Nothing in the data should change when you return it, but leave the pictures out.

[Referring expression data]
•••••
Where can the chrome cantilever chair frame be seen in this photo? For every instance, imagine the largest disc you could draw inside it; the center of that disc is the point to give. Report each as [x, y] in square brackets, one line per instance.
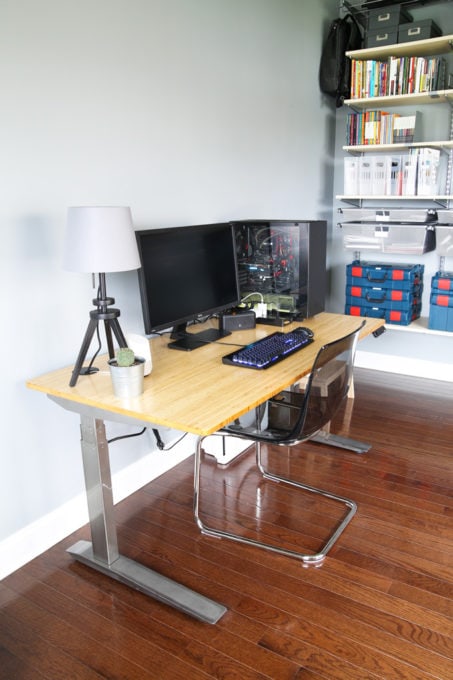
[295, 435]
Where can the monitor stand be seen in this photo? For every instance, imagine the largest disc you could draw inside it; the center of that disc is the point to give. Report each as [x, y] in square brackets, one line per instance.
[188, 341]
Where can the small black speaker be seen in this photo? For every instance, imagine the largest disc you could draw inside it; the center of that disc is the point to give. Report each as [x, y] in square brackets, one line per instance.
[236, 321]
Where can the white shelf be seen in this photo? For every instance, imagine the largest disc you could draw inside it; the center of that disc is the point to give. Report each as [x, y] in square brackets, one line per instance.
[364, 148]
[418, 326]
[416, 98]
[417, 48]
[394, 198]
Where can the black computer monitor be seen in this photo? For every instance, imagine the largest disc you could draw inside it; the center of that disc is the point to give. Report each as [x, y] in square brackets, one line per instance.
[187, 274]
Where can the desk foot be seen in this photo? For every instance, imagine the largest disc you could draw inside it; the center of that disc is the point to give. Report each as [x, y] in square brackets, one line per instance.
[151, 583]
[341, 442]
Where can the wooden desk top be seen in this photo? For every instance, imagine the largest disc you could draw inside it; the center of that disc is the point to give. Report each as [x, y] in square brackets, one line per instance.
[194, 391]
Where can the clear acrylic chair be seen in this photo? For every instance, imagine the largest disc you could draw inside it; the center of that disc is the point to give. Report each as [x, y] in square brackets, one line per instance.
[290, 418]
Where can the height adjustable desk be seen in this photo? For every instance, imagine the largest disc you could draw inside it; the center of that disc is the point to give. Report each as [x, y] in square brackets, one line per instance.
[188, 391]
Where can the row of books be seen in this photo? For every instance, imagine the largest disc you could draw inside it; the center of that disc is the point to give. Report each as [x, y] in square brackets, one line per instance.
[382, 127]
[396, 75]
[418, 173]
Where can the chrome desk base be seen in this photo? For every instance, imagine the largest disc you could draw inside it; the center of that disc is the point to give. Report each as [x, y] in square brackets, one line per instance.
[102, 553]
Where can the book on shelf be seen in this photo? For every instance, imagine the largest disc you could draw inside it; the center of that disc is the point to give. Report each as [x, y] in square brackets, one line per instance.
[381, 127]
[396, 76]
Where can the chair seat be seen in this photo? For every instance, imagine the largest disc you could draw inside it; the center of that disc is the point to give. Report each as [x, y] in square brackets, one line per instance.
[292, 417]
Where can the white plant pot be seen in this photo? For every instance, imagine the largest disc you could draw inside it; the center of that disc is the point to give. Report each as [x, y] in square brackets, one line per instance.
[127, 380]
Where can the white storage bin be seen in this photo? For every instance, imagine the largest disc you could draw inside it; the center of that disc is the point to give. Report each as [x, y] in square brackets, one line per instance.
[351, 176]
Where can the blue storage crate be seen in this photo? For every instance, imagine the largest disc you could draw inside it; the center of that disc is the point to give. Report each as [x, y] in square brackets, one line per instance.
[384, 297]
[403, 275]
[442, 281]
[391, 316]
[440, 318]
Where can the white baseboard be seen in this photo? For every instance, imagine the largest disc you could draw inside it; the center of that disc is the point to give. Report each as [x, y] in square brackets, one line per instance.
[39, 536]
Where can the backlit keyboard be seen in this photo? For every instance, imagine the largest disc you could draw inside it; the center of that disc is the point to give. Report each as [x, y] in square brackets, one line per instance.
[270, 350]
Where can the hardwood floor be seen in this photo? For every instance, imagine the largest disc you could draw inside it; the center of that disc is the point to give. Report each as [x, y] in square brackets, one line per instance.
[380, 606]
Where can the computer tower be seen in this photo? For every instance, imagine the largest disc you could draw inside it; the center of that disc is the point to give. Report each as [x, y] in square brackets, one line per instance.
[282, 263]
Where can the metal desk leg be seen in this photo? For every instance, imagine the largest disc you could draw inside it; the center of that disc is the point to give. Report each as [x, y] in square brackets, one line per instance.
[102, 554]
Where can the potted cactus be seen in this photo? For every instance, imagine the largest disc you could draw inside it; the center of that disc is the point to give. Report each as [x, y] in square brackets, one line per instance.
[127, 373]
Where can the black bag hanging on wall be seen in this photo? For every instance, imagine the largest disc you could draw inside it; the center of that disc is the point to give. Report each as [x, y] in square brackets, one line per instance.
[335, 68]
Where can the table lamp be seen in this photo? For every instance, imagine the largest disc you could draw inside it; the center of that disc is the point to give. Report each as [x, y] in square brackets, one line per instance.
[99, 240]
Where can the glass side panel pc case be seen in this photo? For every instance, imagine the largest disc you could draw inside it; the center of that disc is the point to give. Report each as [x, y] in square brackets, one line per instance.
[285, 263]
[187, 274]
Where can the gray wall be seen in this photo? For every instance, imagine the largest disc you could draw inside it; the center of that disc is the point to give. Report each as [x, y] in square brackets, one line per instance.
[185, 110]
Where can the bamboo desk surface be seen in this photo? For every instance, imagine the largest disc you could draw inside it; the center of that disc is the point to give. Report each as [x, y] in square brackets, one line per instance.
[194, 391]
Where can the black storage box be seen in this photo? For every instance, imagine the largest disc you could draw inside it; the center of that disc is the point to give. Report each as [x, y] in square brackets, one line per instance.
[381, 37]
[418, 30]
[387, 18]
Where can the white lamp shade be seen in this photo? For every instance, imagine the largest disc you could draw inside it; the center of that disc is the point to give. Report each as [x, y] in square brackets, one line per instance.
[100, 239]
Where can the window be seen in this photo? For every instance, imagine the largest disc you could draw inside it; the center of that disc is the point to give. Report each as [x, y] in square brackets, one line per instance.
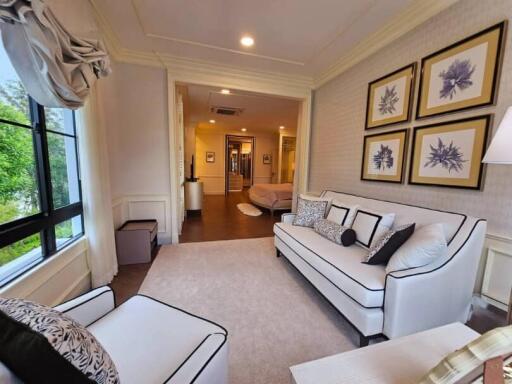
[40, 194]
•••••
• _RESULT FOR THIS EXERCISE_:
Where can the chrome cantilever chair frame be seen in this photo? For every instance, imagine the largest disc you could draw inside it; the center of that disc is the point to give. Report each as [x, y] in square brackets, one line per instance.
[295, 435]
Where can the monitor stand be seen in this photo? For every instance, imagine the largest disc you could draw inside it; the center of that disc is the point to give. Report each as [x, y] in square brackets, one line per instance.
[188, 341]
Where can the small black speaker be seen in this photo? For every instance, imagine the largest disc you could draw inside it; the center of that disc is the point to give. Report each as [x, y] in square brackets, one line per instance.
[236, 321]
Where can the white shelf be seen in this photo? For every instance, imagine the largest disc you could draw inside it; the center of that disc is the point to give. Report each as [x, y] in square brackets, one line per instance.
[364, 148]
[418, 326]
[416, 98]
[417, 48]
[394, 198]
Where can the black computer monitor be seen in this photo? For every instance, imagine the largest disc you could draw inside it; the center of that disc is the point to give. Report each as [x, y] in square brackets, one line per instance.
[187, 274]
Where can the desk foot be seen in this photo? For every instance, imagine the largest disc you could draw inside it; the center of that disc is the point to give. Report each as [x, y] in square brackets, one line per instance.
[151, 583]
[341, 442]
Where can the wooden desk top be seen in this photo? For every instance, imagine the largest disc you could draw inside it; the center of that disc is the point to give. Report each as [x, y] in square brackets, one line per instance.
[194, 391]
Where can the clear acrylic chair be seen in this photo? For every instance, imagine the largest disc you could draw inside it; the center of that disc is the point to give. Report each as [x, y] in square brackets, one line per instance.
[290, 418]
Where can the height adjustable desk be seen in this photo? For every instance, imagine the largest disc you could draw inside it; the center of that disc is the point to give. Report each as [x, y] in square brackets, one line per instance.
[188, 391]
Where can the row of books be seen in this photo? For every instance, imagine the largest disc you could draw inside it; the center of that disc is the point to give. Report each as [x, y] in square brackets, one line per instance.
[382, 127]
[396, 75]
[418, 173]
Where can the chrome desk base be seen in this photo? For every instance, imagine the largest disc you could draw inside it; the center of that disc is the point to give. Report each as [x, y] in square brackets, one line per instance.
[102, 553]
Where can the book on shelf be seen in this photo? For every instance, imagine the largest disc you could draw inside it; the center of that disc is the point to give. Report each as [x, y] in square brackets, one line per instance.
[381, 127]
[396, 76]
Where can the chair seat be seen in this photo? For every instance, imagine the largest disc you could draw inside it; the center of that disc is the point to give. Report each as [x, y] in square brackets, one line per instance.
[292, 417]
Where can the white plant pot be seen in this photo? For every instance, imagine the largest disc you could draw inside it; the center of that disc is the point to give. Report each as [x, y] in square brackets, one line per instance.
[127, 380]
Where can the white storage bin be seen in this photo? For every instance, imagine the largest disc you could draw inside it; the center of that disc is the point to give. Report each as [x, y] in square brackets, one line per instance.
[351, 176]
Where can the blue storage crate be seen in this photo? For every instance, imagine the largest disc you could draw inside it; the center of that disc is the point to give. Report each as [x, y] in square brackets, one line per instance.
[384, 297]
[403, 275]
[442, 281]
[391, 316]
[440, 318]
Where can the white baseboard be seen in this photo? For every instance, imagine the largest disc you could draw inside it; the center of that disc is the point to give. Report each as [x, y] in square brackets, one line per instance.
[39, 536]
Where can the backlit keyboard be seen in this photo? For every instance, imagine the largest disc you could draw inside it; the center of that disc is the point to give. Report each as [x, y] in square brackets, one line per instance.
[270, 350]
Where can the hardwood floor be seen in this photo? For every instance, imagine the largest disc you could draw inside it; the center of that disc is the point to give. Report each as [x, y] in square brackets, one line per instance.
[380, 606]
Where can the computer tower be seen in this photo? For every instance, imagine the largest disc you could draw inside it; the center of that disc is the point to give. Report each as [x, y] in square brackets, one line per instance.
[282, 263]
Where can the metal desk leg be seen in this photo? For every instance, imagine the largest disc you could draw inside it; the center of that disc is the point to give. Report each as [x, y] in square brackets, one line per instance.
[102, 554]
Where can the potted cactus be seen in this photo? For every instance, imagine the largest disc you could draw inside it; the center of that disc is the point to give. Report each as [x, y] in square brackets, one line per instance.
[127, 373]
Where can the black bag hanging on wall be seen in this photo? For every instance, imagine the largest disc you could draw inside it; the center of that disc is the point to give. Report each as [x, y] in square brackets, one line per instance.
[335, 68]
Where can the table lamp be seen in this photo? For every instance, imagine the largest disc you could draw inside it; the center of that disc is the point to give. Report each as [x, y] in square brackets, one line per instance.
[99, 240]
Where can the glass side panel pc case be seen in this photo? For every instance, imagine the largest disc you could draw inside it; the center of that disc is the point to give. Report each as [x, y] in square brackets, one line per instance.
[285, 263]
[187, 274]
Where can the gray wall be seen in this photo? For every instance, imagine the largest disc you could draw inside it; the center of that disc is the point to give. Report each as [x, y] in square brackets, one line per instance.
[185, 110]
Where can the bamboo desk surface be seen in this photo? For every instance, imagine the largest disc you could draw inside it; the center of that disc is the point to give. Report each as [x, y] in square brackets, one line per instance.
[194, 391]
Where can the black storage box be seen in this photo? For every instance, imagine the largest disc you could draw inside it; the center of that disc is the point to give. Report each as [x, y] in square brackets, one line per instance.
[381, 37]
[418, 30]
[387, 18]
Where can the white lamp shade be seen in this photo? For every instance, imagine the largest disc you could draw inside it; the center of that disc is the point to give. Report each as [x, y] in square brackets, one line per instance.
[100, 239]
Where can the window be seen in this photo? For every instance, imagine the largest disc you could draw inside it; the center of that disc is the point to give. Report each as [x, y] in square brackets, one line per instance.
[40, 194]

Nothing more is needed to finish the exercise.